## WORK TO BE COMPLETED
Could you pick up the post about Edward Goldsmith's book The Way after its final sentence and continue it?

Monday 27 May 2013

Edward Goldsmith - The Way: An ecological world View.

The economic activities of modern day man are interfering ever more dramatically with the fundamental Gaian cycles – water, carbon, sulphur, phosphorus – thus disrupting the critical order of the biosphere and reducing its capacity to support life. This is unfortunately inevitable if economic development remains modern man’s overriding goal. For it is a one-way process, in which the biosphere is systematically transformed into the technosphere and technospheric waste – a process that cannot continue indefinitely.

Todays Green Thought comes from Edward Goldsmiths 1992 book The Way: An ecological world View.
Edward Goldsmith (1928 -  2009 widely known as Teddy Goldsmith), was an Anglo-French environmentalist, founder of The People Party (later to become The Ecology Party and eventually The Green Party) and founding editor and publisher of The Ecologist magazine.

## ENTRIES PROVIDED
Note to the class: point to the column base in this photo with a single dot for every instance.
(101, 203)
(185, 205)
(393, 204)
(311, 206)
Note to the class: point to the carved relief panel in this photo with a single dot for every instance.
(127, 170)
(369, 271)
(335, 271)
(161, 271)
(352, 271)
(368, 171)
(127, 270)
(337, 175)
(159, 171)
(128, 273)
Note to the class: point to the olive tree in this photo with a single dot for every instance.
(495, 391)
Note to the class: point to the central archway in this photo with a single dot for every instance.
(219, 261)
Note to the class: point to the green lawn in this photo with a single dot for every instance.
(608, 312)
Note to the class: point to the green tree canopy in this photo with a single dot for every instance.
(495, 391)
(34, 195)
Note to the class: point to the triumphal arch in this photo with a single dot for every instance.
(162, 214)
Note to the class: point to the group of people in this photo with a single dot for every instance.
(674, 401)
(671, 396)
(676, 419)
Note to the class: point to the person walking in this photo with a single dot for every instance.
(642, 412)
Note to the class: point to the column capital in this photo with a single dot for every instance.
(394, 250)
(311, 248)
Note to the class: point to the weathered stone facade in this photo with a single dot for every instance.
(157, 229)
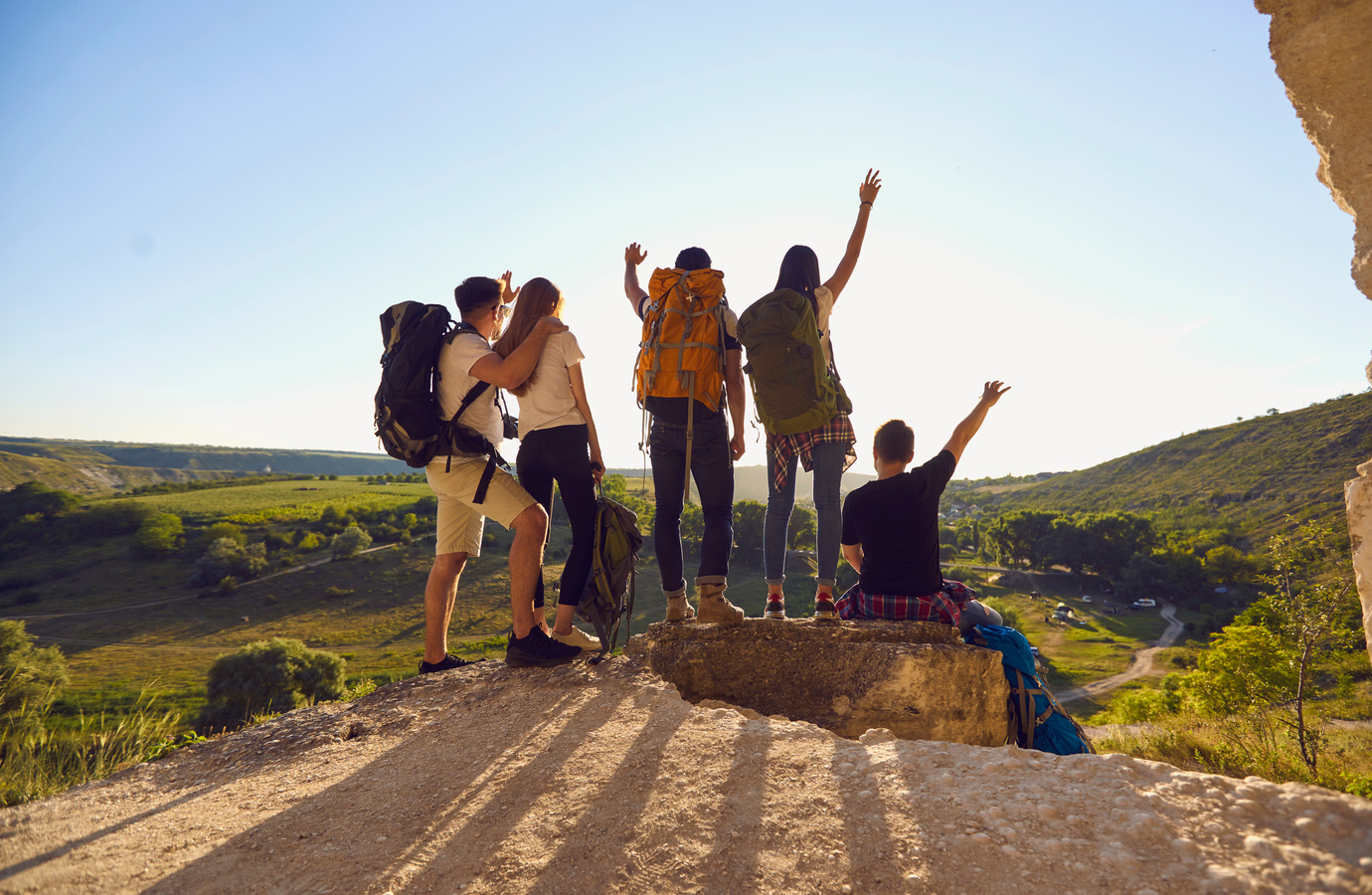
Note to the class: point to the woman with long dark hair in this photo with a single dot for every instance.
(557, 444)
(826, 450)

## RESPONSE BELOW
http://en.wikipedia.org/wiki/Edward_Goldsmith

Monday 20 May 2013

Stan Rowe - ‘Earth Alive: Essays on Ecology’

Such plans are at odds with harmonising humans and their lifestyles, with the resources of the ecological regions where they live – which seems to me the only long term definition of ecological sustainability. Finding and testing models of sustainable living is humanity’s most important task today in all Earth’s ecological regions that have been infected with industrial ideas of progress.
 
Todays Green Thought comes from the 2006 book ‘Earth Alive: Essays on Ecology’ by Stan Rowe. In the section “Water and civilisations”, he comments on the large scale transfer of water from wet regions to dry.  
http://www.ecospherics.net/index.html

Monday 13 May 2013

Michael E. Soule & John Terborgh

“The absence of top predators appears to lead inexorably to ecosystem simplification accompanied by a rush of extinctions.”
 
Today’s Green Thought comes from the American conservation biologists Michael E. Soule and John Terborgh in their 1999 book ‘Continental Conservation’

Monday 6 May 2013

Richard St. Barbe Baker

Man has lost his way in the jungle of chemistry and engineering and will have to retrace his steps, however painful this may be. He will have to discover where he went wrong and make his peace with nature. In so doing, perhaps he may be able to recapture the rhythm of life and the love of the simple things of life, which will be an ever-unfolding joy to him.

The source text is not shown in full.